▶ _GIVEN REQUEST_
Copy the data below line for line without changing a single character, and leave the pictures out.

▶ _EXTRACTED INFORMATION_
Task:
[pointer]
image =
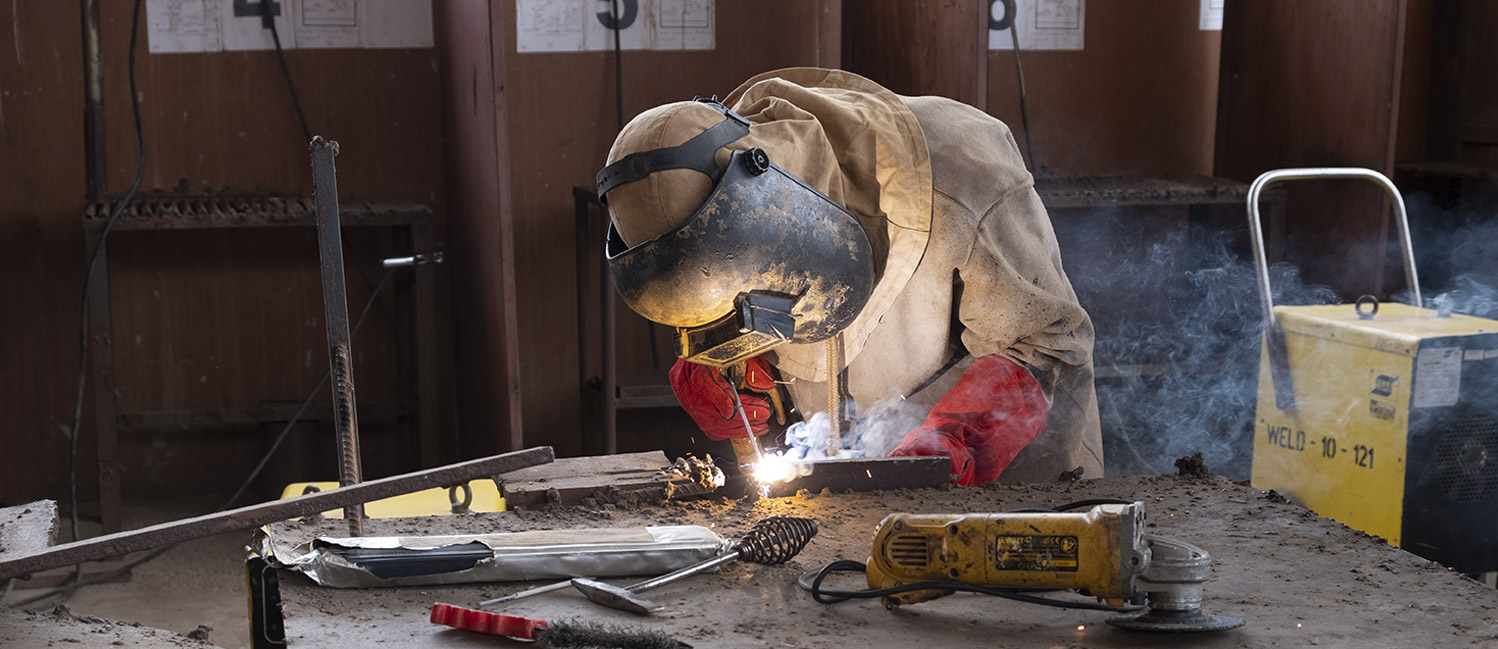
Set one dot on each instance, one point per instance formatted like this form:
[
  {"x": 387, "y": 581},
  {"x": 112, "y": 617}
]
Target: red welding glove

▶ _EXERCISE RESPONSE_
Task:
[pointer]
image =
Set one dot on each instance, one point per instance formatted like this form:
[
  {"x": 387, "y": 581},
  {"x": 112, "y": 617}
]
Target: red welding glove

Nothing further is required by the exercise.